Set down each line of the records once more, precisely, and omit the pictures.
------------------------------------
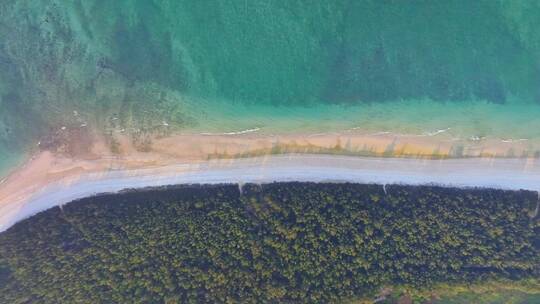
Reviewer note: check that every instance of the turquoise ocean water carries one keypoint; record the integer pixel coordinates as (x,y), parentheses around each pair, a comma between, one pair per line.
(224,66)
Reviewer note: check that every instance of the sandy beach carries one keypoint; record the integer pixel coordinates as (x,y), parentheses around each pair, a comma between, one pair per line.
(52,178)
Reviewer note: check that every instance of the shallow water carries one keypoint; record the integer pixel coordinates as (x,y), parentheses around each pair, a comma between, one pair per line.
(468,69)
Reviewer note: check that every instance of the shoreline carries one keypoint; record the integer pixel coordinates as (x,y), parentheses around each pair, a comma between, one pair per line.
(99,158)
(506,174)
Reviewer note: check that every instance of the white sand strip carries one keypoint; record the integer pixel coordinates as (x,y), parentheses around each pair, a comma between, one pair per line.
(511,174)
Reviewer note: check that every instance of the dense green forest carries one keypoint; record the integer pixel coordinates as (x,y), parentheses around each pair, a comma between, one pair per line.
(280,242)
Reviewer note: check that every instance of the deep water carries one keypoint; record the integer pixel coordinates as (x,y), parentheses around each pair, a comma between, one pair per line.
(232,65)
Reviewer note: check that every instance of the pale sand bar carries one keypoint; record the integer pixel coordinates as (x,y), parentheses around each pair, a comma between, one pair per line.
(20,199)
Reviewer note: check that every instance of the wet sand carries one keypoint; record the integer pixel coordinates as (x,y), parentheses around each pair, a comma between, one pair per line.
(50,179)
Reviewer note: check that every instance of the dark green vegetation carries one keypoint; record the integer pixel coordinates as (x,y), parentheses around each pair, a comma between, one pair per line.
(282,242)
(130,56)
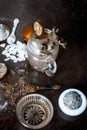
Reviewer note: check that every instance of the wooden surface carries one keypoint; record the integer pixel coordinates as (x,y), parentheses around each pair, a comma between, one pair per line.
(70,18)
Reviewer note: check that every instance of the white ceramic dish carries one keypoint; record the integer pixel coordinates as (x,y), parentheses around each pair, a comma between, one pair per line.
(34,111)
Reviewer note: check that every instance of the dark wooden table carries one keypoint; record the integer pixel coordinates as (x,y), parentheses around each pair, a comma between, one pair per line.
------------------------------------
_Result of this exercise_
Reviewer note: check that every instance of the turquoise ocean water carries one keypoint; record the integer pixel coordinates as (x,y), parentheses around each pair, a comma between, one pair per line.
(224,66)
Reviewer note: check that every instance of the sandy beach carries one keypoint; record the integer pixel coordinates as (x,y), parentheses around each pair, a comma between, one pair per line.
(52,178)
Reviewer note: check that every instance of the shallow water carries one keypoint; record the integer pixel coordinates as (x,y), parentheses around each pair, a comma between, one pair per line.
(468,69)
Reviewer note: check that every instance of the shoreline carries one keypoint; record the integer pixel coordinates as (x,y), parentheses around each pair, a comma between, one pair per line.
(99,158)
(506,174)
Reviewer note: check that every instance of the white sand strip carries one keypoint; record the integer pixel coordinates as (x,y), parentheses around each pair, a comma between, one pair per line.
(511,174)
Reviewer note: check that every instance of the dense green forest carries one keypoint; record the integer pixel coordinates as (x,y), parentheses around each pair, a comma between, one pair per line.
(280,242)
Reviewer note: check that every instance of the deep water carries one keypoint; record the integer pixel coordinates as (x,y), parentheses around each pair, a comma between, one pair per line.
(232,65)
Reviewer note: check that every instance of the pale sand bar carries one keypoint; record the integer pixel coordinates as (x,y), parentheses around each pair, a comma between, one pair per line.
(20,199)
Reviewer note: check that every instance of the wet sand carries one keypoint; record the integer pixel coordinates as (x,y), parentheses around each pair, a comma between, one pair per line.
(50,179)
Reviewer note: check that every instance of the dark green vegetation carries one keypoint; record the integer pixel coordinates as (x,y), parentheses around each pair, a comma between, one pair per line.
(282,242)
(130,56)
Reviewer note: check that every instance of the wooden surface carries one keypoint; record the integer pixel coordinates as (x,y), parentheses around each pair, a comma between, one pair per line.
(70,18)
Reviewer note: check that every instance of the white ceramic dish carries one keypoint; record the integer pixel coordinates as (x,y), parentheses around each pair, a comma between, one pair per line.
(34,111)
Reviewer note: check that every instance of the dark wooden table carries one keypoint; record the integer pixel coordinates as (x,y), parentheses around each pair, a comma between, one pair per line.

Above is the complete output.